REQUEST: Each record must be reproduced exactly as it is shown.

DATASET EXTRACT:
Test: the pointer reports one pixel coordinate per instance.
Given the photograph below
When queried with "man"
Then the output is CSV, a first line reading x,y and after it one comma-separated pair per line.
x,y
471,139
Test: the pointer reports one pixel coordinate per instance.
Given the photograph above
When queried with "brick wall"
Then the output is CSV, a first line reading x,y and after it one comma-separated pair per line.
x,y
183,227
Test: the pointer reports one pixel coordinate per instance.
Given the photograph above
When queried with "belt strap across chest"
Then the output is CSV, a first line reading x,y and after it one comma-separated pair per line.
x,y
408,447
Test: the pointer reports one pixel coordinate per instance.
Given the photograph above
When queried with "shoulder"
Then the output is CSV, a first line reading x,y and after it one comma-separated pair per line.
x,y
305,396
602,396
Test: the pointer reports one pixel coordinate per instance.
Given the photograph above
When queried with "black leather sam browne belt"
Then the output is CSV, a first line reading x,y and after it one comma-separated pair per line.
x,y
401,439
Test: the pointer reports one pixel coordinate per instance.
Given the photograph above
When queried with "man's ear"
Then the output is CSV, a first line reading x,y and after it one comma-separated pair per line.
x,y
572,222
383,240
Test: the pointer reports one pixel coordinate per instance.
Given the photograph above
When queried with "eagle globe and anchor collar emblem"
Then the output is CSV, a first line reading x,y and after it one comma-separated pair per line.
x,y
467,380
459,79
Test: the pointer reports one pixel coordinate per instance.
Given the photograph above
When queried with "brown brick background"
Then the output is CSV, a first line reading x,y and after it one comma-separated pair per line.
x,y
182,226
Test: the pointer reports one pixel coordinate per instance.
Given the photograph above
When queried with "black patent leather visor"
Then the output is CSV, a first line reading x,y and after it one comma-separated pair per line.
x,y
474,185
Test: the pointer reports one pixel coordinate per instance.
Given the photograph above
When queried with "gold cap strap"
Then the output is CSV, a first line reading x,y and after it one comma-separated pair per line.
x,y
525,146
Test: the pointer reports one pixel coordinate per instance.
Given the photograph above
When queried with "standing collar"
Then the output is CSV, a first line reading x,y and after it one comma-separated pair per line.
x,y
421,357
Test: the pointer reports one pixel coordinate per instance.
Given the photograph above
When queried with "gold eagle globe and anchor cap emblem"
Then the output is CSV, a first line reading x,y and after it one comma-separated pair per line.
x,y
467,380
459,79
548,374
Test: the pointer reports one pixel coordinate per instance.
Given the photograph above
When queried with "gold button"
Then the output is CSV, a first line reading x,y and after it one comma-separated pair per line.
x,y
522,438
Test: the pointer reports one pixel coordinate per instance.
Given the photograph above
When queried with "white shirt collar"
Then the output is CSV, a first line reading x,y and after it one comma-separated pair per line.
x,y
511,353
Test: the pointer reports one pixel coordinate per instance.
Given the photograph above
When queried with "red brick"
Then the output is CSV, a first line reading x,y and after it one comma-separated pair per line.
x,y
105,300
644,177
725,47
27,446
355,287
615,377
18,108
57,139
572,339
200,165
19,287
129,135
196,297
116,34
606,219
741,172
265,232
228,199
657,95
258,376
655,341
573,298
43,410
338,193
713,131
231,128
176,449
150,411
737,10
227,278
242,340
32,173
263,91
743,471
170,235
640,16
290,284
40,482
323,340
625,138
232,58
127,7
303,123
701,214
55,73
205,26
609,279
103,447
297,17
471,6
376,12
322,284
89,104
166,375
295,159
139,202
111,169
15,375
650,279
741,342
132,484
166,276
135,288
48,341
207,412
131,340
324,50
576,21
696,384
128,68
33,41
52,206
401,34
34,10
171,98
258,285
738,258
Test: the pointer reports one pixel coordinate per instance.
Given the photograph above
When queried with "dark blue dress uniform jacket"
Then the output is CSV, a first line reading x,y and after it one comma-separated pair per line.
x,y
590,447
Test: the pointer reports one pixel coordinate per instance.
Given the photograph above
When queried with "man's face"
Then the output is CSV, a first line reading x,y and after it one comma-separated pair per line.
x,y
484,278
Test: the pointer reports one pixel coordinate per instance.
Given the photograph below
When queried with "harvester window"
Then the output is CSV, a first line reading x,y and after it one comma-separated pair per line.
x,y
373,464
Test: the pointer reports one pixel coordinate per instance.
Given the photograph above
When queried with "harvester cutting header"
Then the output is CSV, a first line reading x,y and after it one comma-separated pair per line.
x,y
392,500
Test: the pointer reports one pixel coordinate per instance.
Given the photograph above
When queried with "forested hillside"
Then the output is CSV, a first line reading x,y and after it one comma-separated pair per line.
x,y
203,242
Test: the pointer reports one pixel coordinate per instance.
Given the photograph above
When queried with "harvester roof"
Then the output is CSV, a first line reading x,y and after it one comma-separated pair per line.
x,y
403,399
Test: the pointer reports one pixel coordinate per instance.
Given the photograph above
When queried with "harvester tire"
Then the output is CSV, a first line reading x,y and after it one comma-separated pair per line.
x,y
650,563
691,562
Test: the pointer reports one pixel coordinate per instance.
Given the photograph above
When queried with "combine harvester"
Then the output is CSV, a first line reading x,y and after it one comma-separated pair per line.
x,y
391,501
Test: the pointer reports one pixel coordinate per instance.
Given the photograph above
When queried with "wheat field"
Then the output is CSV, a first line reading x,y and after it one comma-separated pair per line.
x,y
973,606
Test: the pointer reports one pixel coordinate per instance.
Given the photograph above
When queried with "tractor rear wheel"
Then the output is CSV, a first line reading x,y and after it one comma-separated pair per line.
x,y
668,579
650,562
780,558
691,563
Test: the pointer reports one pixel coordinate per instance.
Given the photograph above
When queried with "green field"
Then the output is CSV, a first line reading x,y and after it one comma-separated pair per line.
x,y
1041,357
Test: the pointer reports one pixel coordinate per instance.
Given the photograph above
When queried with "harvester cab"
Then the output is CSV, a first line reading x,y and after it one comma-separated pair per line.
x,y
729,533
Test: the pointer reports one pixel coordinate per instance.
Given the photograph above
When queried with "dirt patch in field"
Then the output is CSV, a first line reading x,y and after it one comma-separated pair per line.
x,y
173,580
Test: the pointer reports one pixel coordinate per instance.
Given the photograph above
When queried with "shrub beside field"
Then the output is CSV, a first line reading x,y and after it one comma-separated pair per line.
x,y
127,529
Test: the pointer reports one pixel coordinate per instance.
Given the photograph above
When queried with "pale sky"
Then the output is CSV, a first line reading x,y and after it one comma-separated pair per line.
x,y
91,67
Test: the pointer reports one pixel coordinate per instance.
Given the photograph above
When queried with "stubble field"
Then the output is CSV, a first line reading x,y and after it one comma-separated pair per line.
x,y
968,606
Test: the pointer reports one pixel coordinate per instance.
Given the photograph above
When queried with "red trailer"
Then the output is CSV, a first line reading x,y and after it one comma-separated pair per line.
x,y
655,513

RIGHT ANSWER:
Test: the pointer reports one pixel coordinate per instance.
Given the photograph below
When queried with "man"
Then the output is CSV, a first line reading x,y and after it one comma-separated pair per line.
x,y
471,139
Test: the pointer reports one pixel coordinate per instance.
Given the photograph above
When queried with "brick wall"
Then the output is CSV, a first line reading x,y and after it one comma-separated pair per line.
x,y
183,227
Test: the pointer reports one pixel coordinate per instance.
Given the photograph above
When queried with "belt strap across chest"
Then the output is CSV, a first line reading x,y and after it one comma-separated pair per line.
x,y
408,447
Test: the pointer reports one pixel coordinate per instance.
Given the photograph above
When queried with "shoulder"
Then the output is CSV, a first line reading x,y and after it one comma-separated pair per line.
x,y
305,396
602,396
Test: the pointer reports one pixel coordinate per instance.
Given the photograph above
When queried with "black leather sam browne belt"
Then the output is CSV, a first line reading x,y and after it one comma-separated pair per line.
x,y
401,439
Test: the pointer reports one pixel coordinate per instance.
Given the photograph above
When queried with "man's ear"
Then the output is CSV, a first line reading x,y and after it one comma-separated pair per line.
x,y
572,222
383,240
Test: the pointer reports one pixel coordinate per instance.
Given the photograph above
When queried with "eagle globe and anchor collar emblem"
Then the output is CSV, a first line reading x,y and after it one comma-separated pair per line.
x,y
467,380
459,79
Test: the pointer reports one pixel coordinate per instance.
Given the photograph above
When queried with "brown brick background"
Then the output is CSV, a first line reading x,y and after it one comma-separated pair per line.
x,y
182,226
Test: the pointer reports one pixel coordinate per instance.
Given the photograph above
When queried with "black patent leather visor"
Then the output is CSV, a first line reading x,y and after it one comma-separated pair per line.
x,y
474,185
Test: the pointer reports one pixel coordinate per instance.
Given the photograph above
When queried with "gold cap strap"
Then the output is CSV, a first line reading x,y and after it one comma-separated pair per line.
x,y
525,146
Test: the pointer reports one pixel coordinate per instance.
Given the photograph above
When queried with "standing collar"
Then the output is CSV, a first line reading x,y and after it one comma-separated pair per line.
x,y
421,357
Test: the pointer reports one pixel coordinate per instance.
Given the photograph above
When queried with "gold eagle globe and anchor cap emblem"
Then the output is CSV, a first line reading x,y and after it one comma-separated pair per line.
x,y
467,380
459,79
548,374
Test: the pointer reports one pixel coordinate per instance.
Given the photograph above
When queried with "gold button"
Then the output is CSV, a first line reading x,y and after it one comma-separated pair per line.
x,y
522,438
Test: the pointer reports one pixel coordinate per instance.
Given the photograph above
When queried with "white shirt collar"
Then the output is CSV, a first line reading x,y and after it one comma-separated pair per line.
x,y
511,353
Test: the pointer reports one pixel coordinate per instance.
Given the photograph above
When queried with "red brick"
Then the output is CSV, a first line reading x,y and after it one comma-separated pair per line.
x,y
105,300
644,177
725,47
27,446
355,287
615,377
18,108
57,139
572,339
200,165
19,287
129,135
196,297
116,34
606,219
741,172
265,232
228,199
657,95
258,376
655,341
573,298
43,410
338,193
713,131
231,128
176,449
150,411
737,10
227,278
242,340
32,173
263,91
743,471
170,235
640,16
290,284
40,482
323,340
625,138
232,58
127,7
303,123
701,214
55,73
205,26
609,279
103,447
297,17
471,6
376,12
322,284
89,104
166,375
295,159
139,202
111,169
15,375
650,279
741,342
132,484
166,276
135,288
48,341
207,412
131,340
324,50
576,21
696,384
128,68
33,41
52,206
401,34
34,10
171,98
258,285
738,258
Test: the pointer reports one pixel coordinate per instance.
Given the photograph above
When queried with "dark blue dress uniform jacket"
Then the output is CSV, a first line reading x,y and after it one comma-separated pair per line.
x,y
590,447
Test: the pointer reports one pixel coordinate per instance.
Given the photograph above
When queried with "man's face"
Then the output is CSV, a first line reading x,y and after it one comma-separated pair per line.
x,y
484,278
Test: the pointer reports one pixel coordinate per instance.
Given the photograph below
When queried with "harvester window"
Then the output is CSV, a first line reading x,y and after it one comma-separated pair per line.
x,y
373,464
Test: the pointer reports one pixel coordinate per instance.
Given the photograph above
When queried with "harvester cutting header"
Then the output is CSV, a first line reading x,y and after it one comma-separated pair per line.
x,y
392,500
Test: the pointer reports one pixel coordinate per instance.
Given the photograph above
When queried with "forested hillside"
Then the output is CSV, a first line reading x,y and after it one comma-separated pair per line.
x,y
203,242
Test: the pointer reports one pixel coordinate per instance.
Given the photograph above
When queried with "harvester roof"
Then the output is CSV, a first line reading x,y and after it one comma-separated pair per line.
x,y
403,399
Test: the pointer reports one pixel coordinate per instance.
Given the photograph above
When queried with "harvester tire"
Then the output is CSV, a first line reading x,y and after it one comma-separated pair per line.
x,y
650,563
691,562
Test: the pointer reports one pixel coordinate per instance.
Given the photograph above
When queried with "combine harvester"
Then the output is CSV, a first line reading x,y and after it one comma-separated pair per line.
x,y
391,501
Test: the pointer reports one pixel coordinate per instance.
Given the photograph above
When queried with "wheat field"
Then the output is CSV, a first line reading x,y and after it one comma-separated pair per line.
x,y
973,606
Test: the pointer reports one pixel coordinate per instance.
Given the photograph above
When queried with "tractor rear wheel"
Then the output is CSV, a first line reading x,y and after it one comma-separated pair per line.
x,y
668,579
650,562
780,558
691,563
Test: the pointer reports one pixel coordinate per instance.
Given the photograph above
When queried with "green field"
Then the output is CSV, a first line reading x,y and after it one comma-separated pair per line.
x,y
1041,357
Test: the pointer reports one pixel coordinate per instance.
Given the photograph above
When queried with "harvester cab"
Then the output is CSV, a first line reading x,y and after it one comma-separated pair per line.
x,y
729,533
Test: the pointer reports one pixel coordinate per instance.
Given the photograph above
When queried with "dirt patch in field"
Then the output is CSV, a first line reading x,y and after it one comma-separated pair per line.
x,y
173,580
Test: the pointer reports one pixel coordinate per instance.
Given the photograph above
When queried with "shrub beside field"
Then the output is CSV, a first line reading x,y and after it one comma-separated pair per line.
x,y
127,529
Test: the pointer reports one pixel coordinate per instance.
Given the photograph above
When queried with "pale sky"
Then the output is CSV, a first line reading x,y and after it one comma-separated pair per line.
x,y
91,67
Test: the pointer reports one pixel coordinate per instance.
Given the photograph above
When queried with "stubble field"
Then the output is CSV, a first line reading x,y and after it one comma-separated pair per line.
x,y
968,606
Test: the pointer reports one pixel coordinate per instance.
Given the photograph above
When queried with "red trailer"
Then the output is CSV, a first line reading x,y and after it one comma-separated pair per line.
x,y
655,513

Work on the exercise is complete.